Aim of the exercise -
In the records below, one line contains "Objective — indicate one point on every instance of the building". Print that line and every line after it exactly, down to the final one.

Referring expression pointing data

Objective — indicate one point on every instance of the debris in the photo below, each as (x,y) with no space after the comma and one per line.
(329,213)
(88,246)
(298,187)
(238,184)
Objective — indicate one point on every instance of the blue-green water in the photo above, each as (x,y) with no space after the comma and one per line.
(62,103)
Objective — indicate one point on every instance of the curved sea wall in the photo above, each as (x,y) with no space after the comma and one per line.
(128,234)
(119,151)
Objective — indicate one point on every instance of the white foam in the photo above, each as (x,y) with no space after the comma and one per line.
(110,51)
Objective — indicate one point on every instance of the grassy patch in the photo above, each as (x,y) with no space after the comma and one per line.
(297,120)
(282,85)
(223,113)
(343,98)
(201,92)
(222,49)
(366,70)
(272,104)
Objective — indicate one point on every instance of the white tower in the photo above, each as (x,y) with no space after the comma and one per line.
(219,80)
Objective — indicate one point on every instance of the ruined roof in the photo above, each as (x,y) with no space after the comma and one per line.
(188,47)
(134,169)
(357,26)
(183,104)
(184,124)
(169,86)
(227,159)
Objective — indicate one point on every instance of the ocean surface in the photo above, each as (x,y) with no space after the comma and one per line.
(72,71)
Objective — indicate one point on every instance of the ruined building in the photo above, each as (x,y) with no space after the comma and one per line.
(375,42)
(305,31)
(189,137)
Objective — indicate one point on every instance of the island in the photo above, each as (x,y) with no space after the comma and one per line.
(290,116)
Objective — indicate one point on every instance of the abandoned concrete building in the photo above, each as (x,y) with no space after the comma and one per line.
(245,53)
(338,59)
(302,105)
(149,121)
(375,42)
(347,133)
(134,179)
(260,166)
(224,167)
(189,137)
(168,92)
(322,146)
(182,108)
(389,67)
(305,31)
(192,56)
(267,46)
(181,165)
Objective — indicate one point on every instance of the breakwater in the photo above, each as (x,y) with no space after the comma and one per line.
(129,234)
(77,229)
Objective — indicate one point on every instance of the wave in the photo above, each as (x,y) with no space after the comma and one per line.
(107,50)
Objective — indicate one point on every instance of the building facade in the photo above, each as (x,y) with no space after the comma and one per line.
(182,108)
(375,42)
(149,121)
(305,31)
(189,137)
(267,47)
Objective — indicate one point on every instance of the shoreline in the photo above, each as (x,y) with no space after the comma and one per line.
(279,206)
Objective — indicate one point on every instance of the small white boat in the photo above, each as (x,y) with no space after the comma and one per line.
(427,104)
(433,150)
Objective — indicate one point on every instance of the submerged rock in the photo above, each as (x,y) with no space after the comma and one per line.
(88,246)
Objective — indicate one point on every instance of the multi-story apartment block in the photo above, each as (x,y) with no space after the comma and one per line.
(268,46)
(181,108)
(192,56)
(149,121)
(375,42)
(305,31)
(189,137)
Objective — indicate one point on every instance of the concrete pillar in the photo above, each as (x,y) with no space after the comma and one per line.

Your response -
Objective — indicate one point on every instance of the building facade in the photo above, each as (x,y) with no space after the comma and one per line.
(182,108)
(375,42)
(149,121)
(305,31)
(189,137)
(267,47)
Objective — indicate one point on every instance of the shoreline in the photo above, each as (x,y) with no space after the comma and one per line.
(279,206)
Objective — indicate one point on every instance of the small white boat in the photo above, each as (x,y) with no space after the comma and one per line.
(427,104)
(433,150)
Objective — indicate one point on every instance of the submerged rock in the photo above, each as (x,y) with no space after the comma and one per line.
(88,246)
Objective — indicate one point on every instance of the multi-story apartment block in the photo above, each as (x,y) with no space after the comma and one per line.
(268,46)
(181,108)
(192,56)
(149,121)
(375,42)
(305,31)
(189,137)
Objective — indicate one point on every instance of the concrete pillar in the photo above, each as (x,y) with no space after the comma and one per line.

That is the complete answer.